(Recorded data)
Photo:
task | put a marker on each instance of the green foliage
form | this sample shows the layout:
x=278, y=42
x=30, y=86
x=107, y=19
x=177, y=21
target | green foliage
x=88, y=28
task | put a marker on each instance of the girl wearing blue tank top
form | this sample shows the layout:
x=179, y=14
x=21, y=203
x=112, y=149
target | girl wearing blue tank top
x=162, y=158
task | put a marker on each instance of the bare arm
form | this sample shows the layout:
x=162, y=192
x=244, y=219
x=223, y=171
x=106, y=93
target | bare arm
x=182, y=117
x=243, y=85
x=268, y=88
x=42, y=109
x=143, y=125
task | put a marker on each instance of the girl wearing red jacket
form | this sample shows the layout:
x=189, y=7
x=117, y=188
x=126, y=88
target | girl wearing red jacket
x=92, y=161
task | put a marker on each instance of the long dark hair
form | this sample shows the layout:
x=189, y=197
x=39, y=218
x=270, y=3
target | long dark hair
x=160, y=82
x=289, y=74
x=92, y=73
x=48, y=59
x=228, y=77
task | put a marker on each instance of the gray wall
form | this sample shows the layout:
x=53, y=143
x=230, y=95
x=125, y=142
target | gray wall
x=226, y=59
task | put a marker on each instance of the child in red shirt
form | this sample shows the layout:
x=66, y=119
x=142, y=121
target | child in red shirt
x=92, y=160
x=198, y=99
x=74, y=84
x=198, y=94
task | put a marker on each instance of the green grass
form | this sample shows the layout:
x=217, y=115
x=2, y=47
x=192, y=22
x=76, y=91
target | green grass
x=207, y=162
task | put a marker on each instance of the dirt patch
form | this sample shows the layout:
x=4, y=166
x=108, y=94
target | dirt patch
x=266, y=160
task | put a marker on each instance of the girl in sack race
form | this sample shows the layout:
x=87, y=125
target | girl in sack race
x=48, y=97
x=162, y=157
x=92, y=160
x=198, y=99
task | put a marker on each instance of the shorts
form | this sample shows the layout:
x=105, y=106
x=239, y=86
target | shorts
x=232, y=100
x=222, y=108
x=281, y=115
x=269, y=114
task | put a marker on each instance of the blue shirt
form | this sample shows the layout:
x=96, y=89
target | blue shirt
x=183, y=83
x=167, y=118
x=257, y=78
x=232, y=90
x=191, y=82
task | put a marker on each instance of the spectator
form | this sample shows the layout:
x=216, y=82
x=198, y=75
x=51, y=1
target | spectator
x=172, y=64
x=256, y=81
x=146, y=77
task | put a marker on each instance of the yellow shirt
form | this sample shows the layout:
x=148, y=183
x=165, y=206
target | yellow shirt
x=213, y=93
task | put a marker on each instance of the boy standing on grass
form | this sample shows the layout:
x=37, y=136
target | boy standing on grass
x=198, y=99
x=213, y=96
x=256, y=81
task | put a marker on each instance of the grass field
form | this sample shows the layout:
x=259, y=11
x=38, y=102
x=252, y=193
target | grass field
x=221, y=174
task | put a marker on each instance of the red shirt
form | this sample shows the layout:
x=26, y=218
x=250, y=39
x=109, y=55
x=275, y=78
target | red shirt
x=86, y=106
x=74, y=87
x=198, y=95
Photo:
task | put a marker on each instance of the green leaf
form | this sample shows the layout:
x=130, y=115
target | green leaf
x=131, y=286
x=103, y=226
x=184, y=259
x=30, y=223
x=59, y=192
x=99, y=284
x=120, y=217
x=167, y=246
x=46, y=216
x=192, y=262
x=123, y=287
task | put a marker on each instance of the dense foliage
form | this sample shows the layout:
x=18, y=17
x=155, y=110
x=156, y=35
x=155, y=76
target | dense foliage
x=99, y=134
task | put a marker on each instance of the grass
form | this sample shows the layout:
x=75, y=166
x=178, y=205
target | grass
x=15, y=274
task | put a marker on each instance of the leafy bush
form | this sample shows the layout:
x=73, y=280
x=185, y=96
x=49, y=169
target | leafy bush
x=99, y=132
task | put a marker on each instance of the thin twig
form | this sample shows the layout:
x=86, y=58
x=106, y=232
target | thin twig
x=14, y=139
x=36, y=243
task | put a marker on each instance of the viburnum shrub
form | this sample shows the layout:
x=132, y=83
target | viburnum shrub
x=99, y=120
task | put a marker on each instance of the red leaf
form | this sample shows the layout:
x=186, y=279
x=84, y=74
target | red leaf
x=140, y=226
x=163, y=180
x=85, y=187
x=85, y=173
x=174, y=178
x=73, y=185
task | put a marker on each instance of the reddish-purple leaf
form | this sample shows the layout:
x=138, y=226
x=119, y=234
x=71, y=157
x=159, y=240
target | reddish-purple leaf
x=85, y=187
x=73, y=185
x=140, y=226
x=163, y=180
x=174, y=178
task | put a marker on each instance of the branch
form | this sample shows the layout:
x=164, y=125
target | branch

◆ ACTION ITEM ◆
Wherever a line above contains "branch", copy that line.

◆ FINISHED EXERCISE ◆
task | put a marker on each instance of the branch
target | branch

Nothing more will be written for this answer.